Goal
Write out exactly the lines below that run from the line containing "as in (672,464)." through the last line of the records.

-- Start of Exercise material --

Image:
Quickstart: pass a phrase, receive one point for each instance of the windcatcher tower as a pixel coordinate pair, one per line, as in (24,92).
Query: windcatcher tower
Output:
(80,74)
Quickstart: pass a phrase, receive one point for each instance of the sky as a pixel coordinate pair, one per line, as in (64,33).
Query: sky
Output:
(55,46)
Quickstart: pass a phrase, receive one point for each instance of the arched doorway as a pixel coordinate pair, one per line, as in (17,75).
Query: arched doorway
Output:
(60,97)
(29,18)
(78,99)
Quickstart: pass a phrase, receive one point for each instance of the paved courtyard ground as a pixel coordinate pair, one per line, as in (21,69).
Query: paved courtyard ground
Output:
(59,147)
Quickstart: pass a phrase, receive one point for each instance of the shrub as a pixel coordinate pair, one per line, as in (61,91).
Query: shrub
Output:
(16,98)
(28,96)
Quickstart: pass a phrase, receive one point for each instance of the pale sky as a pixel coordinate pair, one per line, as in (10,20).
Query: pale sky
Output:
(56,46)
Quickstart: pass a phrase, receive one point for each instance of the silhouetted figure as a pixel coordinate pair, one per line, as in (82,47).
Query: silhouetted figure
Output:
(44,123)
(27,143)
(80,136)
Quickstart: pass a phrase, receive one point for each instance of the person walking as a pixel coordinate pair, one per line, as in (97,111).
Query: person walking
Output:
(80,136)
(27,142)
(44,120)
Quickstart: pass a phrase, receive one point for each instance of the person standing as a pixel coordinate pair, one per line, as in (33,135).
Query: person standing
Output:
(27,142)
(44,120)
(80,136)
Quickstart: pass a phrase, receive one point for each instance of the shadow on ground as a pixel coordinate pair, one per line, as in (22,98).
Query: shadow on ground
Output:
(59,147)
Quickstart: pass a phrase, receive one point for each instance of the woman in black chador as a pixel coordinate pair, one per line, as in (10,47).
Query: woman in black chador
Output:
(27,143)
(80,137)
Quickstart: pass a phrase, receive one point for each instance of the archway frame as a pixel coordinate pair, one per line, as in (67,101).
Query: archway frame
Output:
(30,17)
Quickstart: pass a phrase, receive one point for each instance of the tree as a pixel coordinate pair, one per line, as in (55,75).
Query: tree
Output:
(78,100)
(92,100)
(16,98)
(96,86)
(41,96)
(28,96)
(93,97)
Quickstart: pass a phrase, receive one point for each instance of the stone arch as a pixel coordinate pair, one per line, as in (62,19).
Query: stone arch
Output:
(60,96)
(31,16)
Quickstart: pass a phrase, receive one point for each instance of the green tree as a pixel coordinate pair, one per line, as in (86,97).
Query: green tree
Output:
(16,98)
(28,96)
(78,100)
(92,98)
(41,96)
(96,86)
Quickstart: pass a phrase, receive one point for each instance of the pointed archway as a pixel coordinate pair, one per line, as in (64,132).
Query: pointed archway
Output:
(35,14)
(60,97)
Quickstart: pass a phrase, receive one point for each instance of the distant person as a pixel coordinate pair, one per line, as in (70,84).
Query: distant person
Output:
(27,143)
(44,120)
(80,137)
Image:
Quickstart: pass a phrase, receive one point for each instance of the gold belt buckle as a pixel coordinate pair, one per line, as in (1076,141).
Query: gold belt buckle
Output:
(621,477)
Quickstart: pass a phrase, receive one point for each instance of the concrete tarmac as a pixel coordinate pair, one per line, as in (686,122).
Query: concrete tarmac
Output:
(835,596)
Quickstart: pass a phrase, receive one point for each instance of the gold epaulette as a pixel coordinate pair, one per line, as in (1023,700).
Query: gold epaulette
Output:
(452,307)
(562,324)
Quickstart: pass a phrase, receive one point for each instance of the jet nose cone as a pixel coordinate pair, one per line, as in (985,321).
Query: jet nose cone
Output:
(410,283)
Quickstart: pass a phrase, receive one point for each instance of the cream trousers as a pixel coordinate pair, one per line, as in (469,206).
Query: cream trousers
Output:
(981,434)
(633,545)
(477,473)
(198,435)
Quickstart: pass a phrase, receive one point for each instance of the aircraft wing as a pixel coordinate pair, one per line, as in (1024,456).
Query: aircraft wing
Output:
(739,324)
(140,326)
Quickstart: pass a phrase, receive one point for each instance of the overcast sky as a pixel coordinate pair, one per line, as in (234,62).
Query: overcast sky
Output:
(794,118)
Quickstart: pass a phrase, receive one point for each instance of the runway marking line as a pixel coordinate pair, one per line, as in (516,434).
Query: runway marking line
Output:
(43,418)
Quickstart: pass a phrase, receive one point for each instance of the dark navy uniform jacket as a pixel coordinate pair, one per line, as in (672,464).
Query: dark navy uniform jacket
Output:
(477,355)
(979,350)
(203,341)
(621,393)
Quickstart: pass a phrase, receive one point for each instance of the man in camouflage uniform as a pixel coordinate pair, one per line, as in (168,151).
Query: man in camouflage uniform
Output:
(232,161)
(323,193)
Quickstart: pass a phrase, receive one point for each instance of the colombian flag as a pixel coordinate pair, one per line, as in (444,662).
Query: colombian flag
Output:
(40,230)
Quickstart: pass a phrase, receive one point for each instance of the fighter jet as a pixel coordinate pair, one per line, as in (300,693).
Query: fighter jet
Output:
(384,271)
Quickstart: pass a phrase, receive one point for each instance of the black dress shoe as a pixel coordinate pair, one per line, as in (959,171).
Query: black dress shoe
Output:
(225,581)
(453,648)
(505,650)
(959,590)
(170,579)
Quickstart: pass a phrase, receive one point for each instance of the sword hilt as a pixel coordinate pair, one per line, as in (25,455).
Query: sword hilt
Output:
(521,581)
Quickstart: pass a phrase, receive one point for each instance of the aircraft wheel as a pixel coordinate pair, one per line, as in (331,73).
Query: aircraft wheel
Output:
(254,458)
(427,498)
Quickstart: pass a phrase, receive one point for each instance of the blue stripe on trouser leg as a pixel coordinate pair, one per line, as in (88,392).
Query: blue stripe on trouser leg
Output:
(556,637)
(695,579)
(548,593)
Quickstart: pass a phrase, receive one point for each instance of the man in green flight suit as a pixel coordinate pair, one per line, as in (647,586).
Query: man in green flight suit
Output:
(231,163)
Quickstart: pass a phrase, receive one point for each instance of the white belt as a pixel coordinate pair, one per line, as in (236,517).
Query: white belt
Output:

-- End of Exercise material --

In response
Quickstart: pass a phrase, receive one point for each instance of the dark navy uniform jacket as a pixel coordinate pair, one per line, as in (672,464).
Query: dark navy uniform jacket
Output:
(477,355)
(979,350)
(203,341)
(621,393)
Quickstart: pass a phrase, receive one point for each instance of the man in camouflage uniform as a pixel coordinate pair, one per line, as in (168,151).
Query: man in camouflage uniform
Output:
(232,161)
(323,193)
Quickstart: pass a phrase, receive one point for each instance of the colombian flag as a pixel coordinate pair, one per line, as in (444,662).
Query: colombian flag
Output:
(40,230)
Quickstart: pass a phrase, receive one point for each instance of the fighter jet as a pixel coordinate pair, one per line, as in (300,693).
Query: fighter jet
Output:
(384,271)
Quickstart: pass a phrase, receive one point for each instance of the black dress shoe as a pixel coordinate pair, one per line, as in (959,171).
Query: black dress shoe
Output:
(225,581)
(453,648)
(505,650)
(959,590)
(170,579)
Quickstart: pass a phrase, receive one point for each instance of the sword hilt as a pixel coordinate pair, one per line, as in (25,455).
Query: sword hilt
Output:
(521,581)
Quickstart: pass a phrase, receive one point for each instance of the aircraft wheel as a pixel coordinate pair, one per line, as in (331,73).
Query: aircraft wheel
Output:
(254,458)
(427,498)
Quickstart: pass a phrase, receive one point for each instance of the blue stripe on trouser leg as a pixel coordinate pair, one per line, as in (88,392).
Query: blue stripe on trouser leg
Output:
(556,637)
(695,579)
(548,593)
Quickstart: pass a phrase, receive one point for each instance of the man in green flight suit as a pixel coordinate pair, one per line, as in (647,586).
Query: man in green flight suit
Output:
(231,163)
Quickstart: pass a phrase, receive one point for each instance of the white belt as a pixel coordinate pair, one per line, as in (236,517).
Query: white belt
Output:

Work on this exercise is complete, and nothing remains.